** TEXT UNDER STUDY follows **
Faculty Spotlight: Jodi Jinks
Community Engagement Goes to Prison
Jinks established the Arts Aloud program at OSU after earning the Mary Lou Lemon professorship in January 2014 though she began this type of work several years ago at women’s prisons in Texas. Her first effort in Oklahoma brought her (and volunteer Linda Smolen, who served as co-director of the play) to a minimum-security, all-male facility – the John H. Lilley Correctional Center in Boley, Okla.
Though the gender of her subjects had changed, the overall reaction did not.
“They’re thankful for the interaction,” Jinks said. “I think they’re loving the fact that they’re being heard that they have a story people actually want to hear."
After several months of writing and collaborating with Jinks, the inmates created a show called Reflections of Time, which was described as chronicling “the challenges, the joys, and the dreams of these particular men, and reminds us that we are all so much more than our worst choices.”
The script was packed with inside jokes and included poetry, short scenes, and evn a band compromised of inmates who did not take part in the class.
"This kind of acting experience takes the notion of ‘embodied learning’ to another level,” professor and head of the theatre department Andrew Kimbrough said. “The students get a very powerful sense of the lived experience of the inmates/writers.”
The subject matter often touched on forgiveness but also included stories of who they were before prison and even who had they had become while inside the correctional center. It sounds like a therapeutic process but Jinks is quick to point out her role is to help them create a work of art.
Gratitude is among the fruit of her mission with ArtsAloud-OSU. From the inmates reflecting on their time, to their own performance, to then watching trained OSU actors tell the story they had written, to the actors feeling privileged to perform in front of, and meet, the authors, every turn produced reciprocal gratitude.
** End of TEXT UNDER STUDY **
** DATA follows **
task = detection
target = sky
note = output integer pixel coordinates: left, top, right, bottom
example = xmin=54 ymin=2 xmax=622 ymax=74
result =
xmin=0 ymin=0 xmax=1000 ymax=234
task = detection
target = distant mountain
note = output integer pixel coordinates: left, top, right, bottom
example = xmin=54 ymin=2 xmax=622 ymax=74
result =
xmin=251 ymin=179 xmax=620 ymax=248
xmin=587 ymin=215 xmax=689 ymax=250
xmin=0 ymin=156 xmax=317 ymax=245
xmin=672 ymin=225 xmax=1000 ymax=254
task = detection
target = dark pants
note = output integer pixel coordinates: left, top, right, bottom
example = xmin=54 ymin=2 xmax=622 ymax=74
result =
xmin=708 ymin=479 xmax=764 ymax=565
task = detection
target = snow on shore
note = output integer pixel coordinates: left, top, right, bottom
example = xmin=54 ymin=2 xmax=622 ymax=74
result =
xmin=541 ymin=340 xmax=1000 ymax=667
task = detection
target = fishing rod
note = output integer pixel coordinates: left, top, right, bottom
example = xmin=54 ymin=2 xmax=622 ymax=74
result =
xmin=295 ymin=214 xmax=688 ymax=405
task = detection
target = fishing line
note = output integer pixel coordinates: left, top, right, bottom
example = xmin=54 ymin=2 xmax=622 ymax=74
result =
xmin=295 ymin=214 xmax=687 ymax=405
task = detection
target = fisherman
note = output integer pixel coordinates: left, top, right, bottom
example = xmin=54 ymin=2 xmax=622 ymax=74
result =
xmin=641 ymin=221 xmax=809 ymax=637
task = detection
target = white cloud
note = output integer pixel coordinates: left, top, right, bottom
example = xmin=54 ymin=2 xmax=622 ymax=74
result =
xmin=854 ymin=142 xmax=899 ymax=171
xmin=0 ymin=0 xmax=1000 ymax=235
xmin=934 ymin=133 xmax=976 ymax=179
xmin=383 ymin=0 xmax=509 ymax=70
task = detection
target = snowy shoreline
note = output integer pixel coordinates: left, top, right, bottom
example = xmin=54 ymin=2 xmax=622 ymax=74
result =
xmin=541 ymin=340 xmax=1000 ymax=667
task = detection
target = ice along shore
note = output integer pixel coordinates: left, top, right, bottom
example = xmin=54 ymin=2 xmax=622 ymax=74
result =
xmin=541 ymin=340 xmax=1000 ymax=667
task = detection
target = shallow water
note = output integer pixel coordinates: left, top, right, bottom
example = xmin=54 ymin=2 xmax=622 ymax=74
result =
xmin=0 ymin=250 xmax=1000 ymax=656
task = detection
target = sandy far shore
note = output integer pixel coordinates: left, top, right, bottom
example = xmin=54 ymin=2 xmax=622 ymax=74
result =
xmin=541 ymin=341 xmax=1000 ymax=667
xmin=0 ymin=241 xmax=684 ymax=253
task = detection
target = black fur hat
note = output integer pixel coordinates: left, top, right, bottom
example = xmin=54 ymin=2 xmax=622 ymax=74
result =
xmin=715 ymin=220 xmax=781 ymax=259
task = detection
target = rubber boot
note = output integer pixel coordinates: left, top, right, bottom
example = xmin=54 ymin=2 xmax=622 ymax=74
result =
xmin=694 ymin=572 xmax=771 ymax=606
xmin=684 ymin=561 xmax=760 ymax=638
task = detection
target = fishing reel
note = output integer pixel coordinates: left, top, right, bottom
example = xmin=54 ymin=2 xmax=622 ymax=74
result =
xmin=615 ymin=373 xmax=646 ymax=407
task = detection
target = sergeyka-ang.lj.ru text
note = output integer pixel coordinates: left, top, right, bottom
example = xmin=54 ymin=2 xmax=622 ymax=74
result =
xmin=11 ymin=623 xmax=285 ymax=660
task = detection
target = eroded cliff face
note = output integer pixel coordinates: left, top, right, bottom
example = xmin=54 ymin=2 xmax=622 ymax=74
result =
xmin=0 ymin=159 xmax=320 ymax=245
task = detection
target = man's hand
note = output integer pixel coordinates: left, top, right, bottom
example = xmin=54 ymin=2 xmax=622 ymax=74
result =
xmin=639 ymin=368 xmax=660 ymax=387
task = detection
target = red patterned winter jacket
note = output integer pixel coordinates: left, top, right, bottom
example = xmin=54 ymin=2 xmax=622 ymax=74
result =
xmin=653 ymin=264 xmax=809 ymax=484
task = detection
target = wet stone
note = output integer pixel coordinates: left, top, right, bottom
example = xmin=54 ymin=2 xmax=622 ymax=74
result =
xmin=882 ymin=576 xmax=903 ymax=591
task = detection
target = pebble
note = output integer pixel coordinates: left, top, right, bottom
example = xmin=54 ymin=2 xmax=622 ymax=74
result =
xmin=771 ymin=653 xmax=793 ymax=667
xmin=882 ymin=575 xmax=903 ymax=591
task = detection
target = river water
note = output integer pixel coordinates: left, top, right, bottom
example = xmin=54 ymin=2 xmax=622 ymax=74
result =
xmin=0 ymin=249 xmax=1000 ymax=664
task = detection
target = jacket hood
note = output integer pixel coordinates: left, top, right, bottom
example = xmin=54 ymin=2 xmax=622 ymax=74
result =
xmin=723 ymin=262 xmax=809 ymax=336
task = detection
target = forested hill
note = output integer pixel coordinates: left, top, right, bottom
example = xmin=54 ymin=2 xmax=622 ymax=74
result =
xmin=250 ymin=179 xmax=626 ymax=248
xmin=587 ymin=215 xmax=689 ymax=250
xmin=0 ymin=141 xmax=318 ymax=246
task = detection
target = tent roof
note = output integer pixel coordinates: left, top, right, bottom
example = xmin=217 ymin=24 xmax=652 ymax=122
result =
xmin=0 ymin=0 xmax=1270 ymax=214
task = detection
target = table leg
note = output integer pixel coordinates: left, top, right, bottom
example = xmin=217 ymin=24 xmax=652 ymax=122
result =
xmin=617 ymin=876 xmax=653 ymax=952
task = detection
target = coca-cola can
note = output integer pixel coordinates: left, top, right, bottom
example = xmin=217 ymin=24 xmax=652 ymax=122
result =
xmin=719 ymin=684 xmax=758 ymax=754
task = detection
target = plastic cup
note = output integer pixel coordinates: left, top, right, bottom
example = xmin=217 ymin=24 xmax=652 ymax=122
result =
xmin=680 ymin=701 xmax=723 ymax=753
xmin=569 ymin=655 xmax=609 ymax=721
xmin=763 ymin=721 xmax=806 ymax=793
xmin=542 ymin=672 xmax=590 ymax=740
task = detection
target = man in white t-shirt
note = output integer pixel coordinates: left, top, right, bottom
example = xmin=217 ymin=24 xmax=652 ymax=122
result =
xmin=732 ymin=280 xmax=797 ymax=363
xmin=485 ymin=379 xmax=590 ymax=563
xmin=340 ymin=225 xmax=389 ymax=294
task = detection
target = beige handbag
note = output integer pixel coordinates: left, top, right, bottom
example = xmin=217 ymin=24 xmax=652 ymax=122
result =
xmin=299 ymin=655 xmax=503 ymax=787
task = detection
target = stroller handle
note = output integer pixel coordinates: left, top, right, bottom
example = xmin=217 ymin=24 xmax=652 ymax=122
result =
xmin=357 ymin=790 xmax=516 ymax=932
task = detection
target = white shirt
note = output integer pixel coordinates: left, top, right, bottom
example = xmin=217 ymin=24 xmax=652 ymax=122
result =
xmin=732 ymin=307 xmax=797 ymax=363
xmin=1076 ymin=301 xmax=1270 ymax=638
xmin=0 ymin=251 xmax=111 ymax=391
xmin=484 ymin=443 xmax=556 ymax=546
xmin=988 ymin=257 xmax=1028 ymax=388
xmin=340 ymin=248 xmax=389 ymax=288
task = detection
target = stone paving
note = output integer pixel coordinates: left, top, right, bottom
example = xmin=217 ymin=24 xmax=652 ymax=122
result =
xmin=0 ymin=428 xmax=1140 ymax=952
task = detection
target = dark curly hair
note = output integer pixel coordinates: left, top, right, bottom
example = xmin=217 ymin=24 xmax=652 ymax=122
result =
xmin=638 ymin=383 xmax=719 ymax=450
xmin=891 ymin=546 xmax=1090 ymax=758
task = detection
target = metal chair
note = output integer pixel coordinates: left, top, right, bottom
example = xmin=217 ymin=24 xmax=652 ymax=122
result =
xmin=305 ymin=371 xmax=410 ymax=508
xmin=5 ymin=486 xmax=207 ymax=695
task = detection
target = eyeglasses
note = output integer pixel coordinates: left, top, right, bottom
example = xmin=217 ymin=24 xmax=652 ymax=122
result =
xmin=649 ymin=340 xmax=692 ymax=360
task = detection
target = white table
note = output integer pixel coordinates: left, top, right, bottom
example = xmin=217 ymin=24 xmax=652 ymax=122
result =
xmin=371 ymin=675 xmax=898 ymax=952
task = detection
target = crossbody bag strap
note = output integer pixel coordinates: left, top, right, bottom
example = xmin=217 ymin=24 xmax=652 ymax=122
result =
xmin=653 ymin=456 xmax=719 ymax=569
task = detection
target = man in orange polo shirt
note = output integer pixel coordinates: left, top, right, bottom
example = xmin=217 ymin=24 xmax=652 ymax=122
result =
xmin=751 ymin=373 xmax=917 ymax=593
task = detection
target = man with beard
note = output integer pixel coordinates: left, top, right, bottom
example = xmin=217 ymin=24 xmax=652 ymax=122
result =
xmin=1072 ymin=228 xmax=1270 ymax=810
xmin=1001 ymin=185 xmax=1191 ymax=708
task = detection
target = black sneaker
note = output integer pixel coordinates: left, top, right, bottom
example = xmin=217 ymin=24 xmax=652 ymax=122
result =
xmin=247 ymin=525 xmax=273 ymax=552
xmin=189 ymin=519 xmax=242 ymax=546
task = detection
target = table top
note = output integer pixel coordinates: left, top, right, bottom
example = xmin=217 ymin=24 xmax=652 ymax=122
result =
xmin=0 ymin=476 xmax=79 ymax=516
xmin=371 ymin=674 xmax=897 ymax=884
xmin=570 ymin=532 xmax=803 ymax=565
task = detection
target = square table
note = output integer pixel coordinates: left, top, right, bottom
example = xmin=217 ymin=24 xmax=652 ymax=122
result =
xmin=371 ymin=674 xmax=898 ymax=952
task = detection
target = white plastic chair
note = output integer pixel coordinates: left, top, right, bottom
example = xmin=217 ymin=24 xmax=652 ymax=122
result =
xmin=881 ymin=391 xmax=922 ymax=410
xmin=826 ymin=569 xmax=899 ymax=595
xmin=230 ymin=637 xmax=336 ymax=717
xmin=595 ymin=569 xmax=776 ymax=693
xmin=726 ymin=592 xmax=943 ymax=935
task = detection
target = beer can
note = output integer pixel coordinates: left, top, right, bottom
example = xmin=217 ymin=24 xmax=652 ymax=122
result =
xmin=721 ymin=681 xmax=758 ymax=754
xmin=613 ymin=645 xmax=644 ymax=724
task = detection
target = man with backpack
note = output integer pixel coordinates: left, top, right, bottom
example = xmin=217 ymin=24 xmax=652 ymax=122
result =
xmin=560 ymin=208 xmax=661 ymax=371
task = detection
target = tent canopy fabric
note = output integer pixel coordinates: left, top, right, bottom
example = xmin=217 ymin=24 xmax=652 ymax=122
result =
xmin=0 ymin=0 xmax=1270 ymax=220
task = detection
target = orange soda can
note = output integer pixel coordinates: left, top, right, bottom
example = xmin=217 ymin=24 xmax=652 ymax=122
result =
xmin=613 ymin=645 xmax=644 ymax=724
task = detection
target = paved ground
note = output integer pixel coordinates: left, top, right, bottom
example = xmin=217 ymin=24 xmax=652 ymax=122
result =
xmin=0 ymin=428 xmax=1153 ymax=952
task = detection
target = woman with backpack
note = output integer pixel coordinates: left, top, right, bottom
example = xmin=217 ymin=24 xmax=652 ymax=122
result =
** End of DATA **
§ **CHECK YOUR UNDERSTANDING**
a) List every person the faculty spotlight quotes or describes as working with the program, by name.
b) According to the faculty spotlight, at which facility did Jinks make her first effort in Oklahoma?
c) Translate this sentence from the faculty spotlight into Spanish: "Though the gender of her subjects had changed, the overall reaction did not."

§ **SOLUTIONS BY TASK**
a)
Jodi Jinks
Linda Smolen
Andrew Kimbrough

b) The John H. Lilley Correctional Center in Boley, Okla.

c) Aunque el género de sus sujetos había cambiado, la reacción general no.